-- STATED PROBLEM 1 --
List every line of the entries that contains the string "hairy", matching case exactly.

There is little agreement on the best way to restructure local government, and Moynihan vacillates accordingly. The metropolitan sprawl, he recognizes, has made it "difficult to collect power in one place." This leads him at first to espouse annexing the suburbs. Later on, he opts for community control and decentralization. Soon he is also stressing the responsibility of the states, and, in a final dizzy burst, ends up praising the sensibleness of county government. Instead of conserving political energies, Moynihan seems to suggest that reformers pursue all these goals simultaneously...
...THIRD and last tenet of the national urban policy concerns "institutional naivete," particularly as practiced by the federal government. The bureaucrats, according to Moynihan, have been neglecting the secondary consequences of their programs. This neglect has caused "sharp imbalances in the ecology of urban areas." Building highways, for example, may also depopulate the countryside, redistribute employment opportunities, or fill up the slums...

-- PROVIDED RECORDS --
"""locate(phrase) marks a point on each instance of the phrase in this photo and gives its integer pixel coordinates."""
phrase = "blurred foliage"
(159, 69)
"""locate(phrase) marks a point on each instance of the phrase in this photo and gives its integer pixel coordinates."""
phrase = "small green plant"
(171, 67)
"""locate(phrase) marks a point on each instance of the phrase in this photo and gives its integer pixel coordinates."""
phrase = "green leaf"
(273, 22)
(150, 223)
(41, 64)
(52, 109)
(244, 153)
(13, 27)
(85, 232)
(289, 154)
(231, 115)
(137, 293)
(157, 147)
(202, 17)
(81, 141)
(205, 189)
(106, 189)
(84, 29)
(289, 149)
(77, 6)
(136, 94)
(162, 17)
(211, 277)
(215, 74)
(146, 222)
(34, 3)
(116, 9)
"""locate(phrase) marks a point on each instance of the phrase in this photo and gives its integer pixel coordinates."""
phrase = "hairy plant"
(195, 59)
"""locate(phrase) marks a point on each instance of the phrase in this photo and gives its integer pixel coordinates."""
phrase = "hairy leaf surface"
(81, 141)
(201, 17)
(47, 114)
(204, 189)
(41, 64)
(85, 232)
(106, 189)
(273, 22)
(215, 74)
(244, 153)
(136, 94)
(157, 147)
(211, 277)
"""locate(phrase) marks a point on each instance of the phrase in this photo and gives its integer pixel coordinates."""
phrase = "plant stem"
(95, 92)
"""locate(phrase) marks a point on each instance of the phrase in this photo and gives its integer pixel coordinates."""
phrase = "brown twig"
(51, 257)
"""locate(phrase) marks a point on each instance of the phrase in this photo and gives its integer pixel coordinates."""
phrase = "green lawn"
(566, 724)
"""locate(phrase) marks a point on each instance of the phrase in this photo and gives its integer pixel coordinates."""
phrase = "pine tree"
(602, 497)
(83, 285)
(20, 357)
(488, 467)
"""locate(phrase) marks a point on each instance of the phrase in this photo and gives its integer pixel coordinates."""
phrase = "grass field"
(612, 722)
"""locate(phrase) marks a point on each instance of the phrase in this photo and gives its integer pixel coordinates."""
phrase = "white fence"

-- STATED PROBLEM 2 --
Based on the passage on Moynihan's urban policy, state whether each statement agrees with it. Give yes or no, and quote the deciding words from that passage. (a) Moynihan's first position is to favor annexing the suburbs. (b) Moynihan advises reformers to conserve political energies by pursuing one goal at a time. (c) The third tenet of the national urban policy concerns "institutional naivete," particularly as practiced by state governments.

-- FULL RESPONSE 1 --
phrase = "hairy plant"
phrase = "hairy leaf surface"

-- FULL RESPONSE 2 --
(a) Yes: "This leads him at first to espouse annexing the suburbs."
(b) No: "Instead of conserving political energies, Moynihan seems to suggest that reformers pursue all these goals simultaneously"
(c) No: "particularly as practiced by the federal government."